Word for word, reproduce the records that follow.
START Materials provided
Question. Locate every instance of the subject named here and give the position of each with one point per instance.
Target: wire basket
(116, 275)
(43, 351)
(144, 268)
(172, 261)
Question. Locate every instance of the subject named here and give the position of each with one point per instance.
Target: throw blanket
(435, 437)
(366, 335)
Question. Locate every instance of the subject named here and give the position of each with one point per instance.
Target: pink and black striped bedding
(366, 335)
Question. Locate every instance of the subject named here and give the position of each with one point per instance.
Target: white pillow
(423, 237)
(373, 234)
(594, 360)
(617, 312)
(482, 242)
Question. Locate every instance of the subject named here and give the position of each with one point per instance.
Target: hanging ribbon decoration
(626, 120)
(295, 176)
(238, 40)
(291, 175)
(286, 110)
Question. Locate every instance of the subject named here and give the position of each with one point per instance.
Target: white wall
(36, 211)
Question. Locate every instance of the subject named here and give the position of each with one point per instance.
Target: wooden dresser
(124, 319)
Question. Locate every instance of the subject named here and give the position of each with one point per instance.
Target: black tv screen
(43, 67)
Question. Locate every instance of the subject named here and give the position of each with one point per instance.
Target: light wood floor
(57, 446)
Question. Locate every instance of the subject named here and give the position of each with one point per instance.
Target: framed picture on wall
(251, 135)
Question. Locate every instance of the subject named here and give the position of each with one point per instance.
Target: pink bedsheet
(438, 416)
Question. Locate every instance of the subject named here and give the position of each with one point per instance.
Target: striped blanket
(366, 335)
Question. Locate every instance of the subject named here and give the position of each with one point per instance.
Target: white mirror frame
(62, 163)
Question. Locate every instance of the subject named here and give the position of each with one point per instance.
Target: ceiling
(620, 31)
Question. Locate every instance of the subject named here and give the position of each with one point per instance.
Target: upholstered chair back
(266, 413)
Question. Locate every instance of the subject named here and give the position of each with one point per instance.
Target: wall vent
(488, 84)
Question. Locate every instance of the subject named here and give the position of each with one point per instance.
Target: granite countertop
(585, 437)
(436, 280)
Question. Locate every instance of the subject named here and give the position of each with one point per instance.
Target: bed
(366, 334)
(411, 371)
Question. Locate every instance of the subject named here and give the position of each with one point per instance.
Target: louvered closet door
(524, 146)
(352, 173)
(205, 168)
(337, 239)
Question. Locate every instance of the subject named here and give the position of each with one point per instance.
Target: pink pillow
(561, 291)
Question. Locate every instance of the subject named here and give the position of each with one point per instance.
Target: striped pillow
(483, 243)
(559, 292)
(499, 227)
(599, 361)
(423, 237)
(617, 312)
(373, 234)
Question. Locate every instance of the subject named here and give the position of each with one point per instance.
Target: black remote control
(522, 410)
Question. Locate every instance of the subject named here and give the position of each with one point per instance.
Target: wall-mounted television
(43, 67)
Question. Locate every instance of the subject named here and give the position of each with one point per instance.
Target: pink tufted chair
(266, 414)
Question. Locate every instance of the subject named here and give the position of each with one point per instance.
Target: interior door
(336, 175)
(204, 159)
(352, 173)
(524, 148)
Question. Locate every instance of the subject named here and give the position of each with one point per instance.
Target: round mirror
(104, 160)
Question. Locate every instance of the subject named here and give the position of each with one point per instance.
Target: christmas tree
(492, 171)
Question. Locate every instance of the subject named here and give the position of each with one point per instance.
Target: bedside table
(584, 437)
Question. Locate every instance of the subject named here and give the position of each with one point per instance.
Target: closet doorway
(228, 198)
END Materials provided
● **Answer to this exercise**:
Question. Locate every instance of the subject named here and give the position of each with one point per instance.
Target: wire basket
(116, 275)
(43, 351)
(144, 268)
(172, 261)
Question. Locate every instance of the subject named here and give the position of each with one point per instance.
Target: throw blanket
(435, 437)
(366, 335)
Question. Locate every instance of the subject named here and give the position of each with one point per instance.
Target: pink and black striped bedding
(366, 335)
Question. Locate every instance of the subject named here and give the position of each with one point per instance.
Target: white pillow
(423, 237)
(373, 234)
(594, 360)
(617, 312)
(482, 242)
Question. Locate every instance of the subject named here and give the position of each with one point per instance.
Target: hanging ribbon decoration
(626, 120)
(295, 176)
(238, 40)
(291, 175)
(286, 110)
Question. Locate every instance of the subject named here and give the position of each with one point per instance.
Target: white wall
(36, 211)
Question. Locate every instance of the subject named here and give the position of each with one point per instance.
Target: wooden dresser
(124, 319)
Question. Locate every instance of the subject named here and give the position of each with one point per instance.
Target: black tv screen
(43, 67)
Question. Locate every instance of the subject named here and give the position of each with one point per instance.
Target: light wood floor
(57, 446)
Question. Locate every instance of the subject named here and give the position of each with one point per instance.
Target: framed picture on wall
(251, 135)
Question. Locate every instance of the subject named here and give the position of each with one point per instance.
Target: pink bedsheet
(438, 416)
Question. Locate every instance of the subject named here and give the position of each with one point per instance.
Target: striped blanket
(366, 335)
Question. Locate every instance of the subject named here and give the position of each with one point per instance.
Target: white mirror frame
(62, 163)
Question. Locate every instance of the subject named here and give the position of each with one point per instance.
Target: ceiling
(620, 31)
Question. Locate every instance of the subject named here and give the position of each with one point per instance.
Target: upholstered chair back
(266, 413)
Question. Locate every instance of the subject named here and give the position of each with one point per instance.
Target: wall vent
(488, 84)
Question. Locate every instance of the subject named here and give the position of each with one point per instance.
Target: granite countertop
(585, 437)
(436, 280)
Question. Locate every instance of the subject named here and give the position of each with one point per instance.
Target: bed
(366, 334)
(411, 371)
Question. Locate every instance of the subject named here and give the position of each with one point per instance.
Target: louvered closet door
(524, 146)
(352, 173)
(205, 168)
(337, 239)
Question. Locate every instance of the subject named here and give the position of each with one point per instance.
Target: pink pillow
(561, 291)
Question. Locate every instance of the subject named here and give the position of each with one point per instance.
Target: striped pillow
(483, 243)
(559, 292)
(499, 227)
(599, 361)
(423, 237)
(617, 312)
(373, 234)
Question. Locate every instance of the subject named here and give the position of each with one point per instance.
Target: black remote control
(522, 410)
Question. Locate every instance of the subject named here and give the position of each with one point per instance.
Target: wall-mounted television
(43, 67)
Question. Locate every instance of the subject named here and give the position of each with one point per instance.
Target: pink tufted chair
(266, 414)
Question. Locate every instance of the subject named here and give the position of each with one point per instance.
Target: interior door
(336, 175)
(204, 159)
(352, 173)
(524, 148)
Question. Locate every instance of the subject named here and give the position of each with one point per instance.
Target: round mirror
(104, 160)
Question. Locate every instance of the subject named here and give the position of each with one point per instance.
Target: christmas tree
(492, 171)
Question. Locate every instance of the subject named here and give the position of each with one point per instance.
Target: bedside table
(584, 437)
Question. Locate every instance of the subject named here and give the position of each with one point per instance.
Target: closet doorway
(228, 198)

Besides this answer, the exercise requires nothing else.